DATA EXCERPTS:
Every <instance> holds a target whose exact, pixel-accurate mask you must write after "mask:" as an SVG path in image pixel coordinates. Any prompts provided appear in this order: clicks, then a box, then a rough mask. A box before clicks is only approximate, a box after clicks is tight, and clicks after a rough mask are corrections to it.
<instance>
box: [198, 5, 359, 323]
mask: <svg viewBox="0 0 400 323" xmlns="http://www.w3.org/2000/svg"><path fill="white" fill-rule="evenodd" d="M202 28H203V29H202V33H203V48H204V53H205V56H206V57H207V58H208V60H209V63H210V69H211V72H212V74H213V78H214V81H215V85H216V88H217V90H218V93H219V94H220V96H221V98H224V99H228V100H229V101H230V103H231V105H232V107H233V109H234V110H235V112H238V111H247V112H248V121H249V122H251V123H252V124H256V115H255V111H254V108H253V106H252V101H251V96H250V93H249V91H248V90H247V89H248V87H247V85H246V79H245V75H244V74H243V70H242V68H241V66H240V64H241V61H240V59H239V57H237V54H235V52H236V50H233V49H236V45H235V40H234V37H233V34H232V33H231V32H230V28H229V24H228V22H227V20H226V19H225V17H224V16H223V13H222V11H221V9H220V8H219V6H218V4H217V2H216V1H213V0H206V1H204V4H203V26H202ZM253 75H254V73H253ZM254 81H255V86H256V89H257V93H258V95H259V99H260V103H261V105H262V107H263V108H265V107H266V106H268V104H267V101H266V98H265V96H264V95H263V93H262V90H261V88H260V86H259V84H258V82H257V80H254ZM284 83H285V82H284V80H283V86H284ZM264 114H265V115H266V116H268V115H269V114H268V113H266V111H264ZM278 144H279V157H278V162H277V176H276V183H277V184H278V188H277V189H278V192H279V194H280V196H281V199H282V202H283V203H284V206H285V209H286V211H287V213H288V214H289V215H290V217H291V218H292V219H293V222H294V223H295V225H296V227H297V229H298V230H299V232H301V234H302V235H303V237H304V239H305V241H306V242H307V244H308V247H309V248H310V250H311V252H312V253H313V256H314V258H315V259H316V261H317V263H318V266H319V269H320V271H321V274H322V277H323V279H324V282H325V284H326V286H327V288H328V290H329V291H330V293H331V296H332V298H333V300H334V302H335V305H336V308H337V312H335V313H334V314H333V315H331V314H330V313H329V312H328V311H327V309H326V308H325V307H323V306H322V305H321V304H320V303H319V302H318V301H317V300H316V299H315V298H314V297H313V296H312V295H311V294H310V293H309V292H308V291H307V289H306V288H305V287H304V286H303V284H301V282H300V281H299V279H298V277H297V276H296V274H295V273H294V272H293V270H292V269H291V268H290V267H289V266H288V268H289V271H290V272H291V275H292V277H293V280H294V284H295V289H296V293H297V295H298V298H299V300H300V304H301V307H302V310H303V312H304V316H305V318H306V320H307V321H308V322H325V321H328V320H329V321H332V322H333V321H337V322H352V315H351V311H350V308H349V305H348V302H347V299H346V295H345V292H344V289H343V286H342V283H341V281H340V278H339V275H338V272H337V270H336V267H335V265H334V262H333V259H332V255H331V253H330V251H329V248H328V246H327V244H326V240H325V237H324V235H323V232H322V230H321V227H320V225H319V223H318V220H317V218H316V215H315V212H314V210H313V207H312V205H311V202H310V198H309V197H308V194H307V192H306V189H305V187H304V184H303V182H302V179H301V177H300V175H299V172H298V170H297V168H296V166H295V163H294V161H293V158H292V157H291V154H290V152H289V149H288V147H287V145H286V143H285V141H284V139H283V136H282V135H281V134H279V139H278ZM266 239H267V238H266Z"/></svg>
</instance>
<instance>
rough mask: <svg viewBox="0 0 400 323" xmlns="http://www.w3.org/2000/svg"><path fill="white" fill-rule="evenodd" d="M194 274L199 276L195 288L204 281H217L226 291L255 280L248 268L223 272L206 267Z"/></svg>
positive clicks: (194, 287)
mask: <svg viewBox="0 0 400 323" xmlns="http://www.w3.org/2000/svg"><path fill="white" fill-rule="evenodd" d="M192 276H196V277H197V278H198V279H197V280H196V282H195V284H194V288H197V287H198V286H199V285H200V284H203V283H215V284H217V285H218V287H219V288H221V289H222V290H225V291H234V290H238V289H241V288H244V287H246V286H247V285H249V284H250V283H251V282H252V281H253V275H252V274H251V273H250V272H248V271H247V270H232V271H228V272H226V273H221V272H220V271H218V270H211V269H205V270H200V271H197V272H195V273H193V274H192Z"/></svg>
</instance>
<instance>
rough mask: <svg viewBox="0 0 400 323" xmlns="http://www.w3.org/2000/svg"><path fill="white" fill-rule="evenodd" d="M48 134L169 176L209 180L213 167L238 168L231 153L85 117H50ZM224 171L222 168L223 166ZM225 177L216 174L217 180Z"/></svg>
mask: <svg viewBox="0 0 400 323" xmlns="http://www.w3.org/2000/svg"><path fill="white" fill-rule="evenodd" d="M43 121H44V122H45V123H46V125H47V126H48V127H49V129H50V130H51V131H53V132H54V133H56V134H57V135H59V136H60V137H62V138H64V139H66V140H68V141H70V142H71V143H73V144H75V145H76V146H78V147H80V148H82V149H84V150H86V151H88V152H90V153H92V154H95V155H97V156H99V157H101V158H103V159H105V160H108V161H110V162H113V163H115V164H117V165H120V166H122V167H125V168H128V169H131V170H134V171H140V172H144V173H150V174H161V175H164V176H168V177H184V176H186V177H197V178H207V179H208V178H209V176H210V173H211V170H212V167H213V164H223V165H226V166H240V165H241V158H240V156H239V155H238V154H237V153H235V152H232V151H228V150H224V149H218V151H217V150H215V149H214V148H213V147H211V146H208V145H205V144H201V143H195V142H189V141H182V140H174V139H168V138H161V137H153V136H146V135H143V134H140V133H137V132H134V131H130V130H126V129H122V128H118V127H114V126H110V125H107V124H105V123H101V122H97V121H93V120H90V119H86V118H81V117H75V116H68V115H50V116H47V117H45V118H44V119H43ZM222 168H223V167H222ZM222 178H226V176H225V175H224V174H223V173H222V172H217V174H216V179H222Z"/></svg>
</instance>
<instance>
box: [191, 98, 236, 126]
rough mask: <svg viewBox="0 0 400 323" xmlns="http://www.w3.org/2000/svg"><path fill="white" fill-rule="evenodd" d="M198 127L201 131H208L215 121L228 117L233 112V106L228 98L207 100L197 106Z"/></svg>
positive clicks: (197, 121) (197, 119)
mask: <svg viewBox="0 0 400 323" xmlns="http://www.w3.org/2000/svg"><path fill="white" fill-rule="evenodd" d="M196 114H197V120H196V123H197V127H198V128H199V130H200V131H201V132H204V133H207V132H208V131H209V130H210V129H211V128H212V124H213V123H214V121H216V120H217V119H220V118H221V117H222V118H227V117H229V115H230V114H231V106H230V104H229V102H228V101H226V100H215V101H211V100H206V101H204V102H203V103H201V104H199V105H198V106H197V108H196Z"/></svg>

YOUR OBJECTIVE:
Find each line in the material above that contains the word "clicks", and copy every one of those lines in full.

RESULT FOR THIS EXERCISE:
Every <instance> holds a target whose exact, pixel-accurate mask you must write after "mask:" as an SVG path in image pixel coordinates. Any prompts provided appear in this order: clicks, then a box, then a rough mask. A box before clicks is only approximate, a box after clicks is tight, and clicks after a rough mask are corrections to it.
positive clicks: (194, 287)
positive clicks: (197, 121) (197, 119)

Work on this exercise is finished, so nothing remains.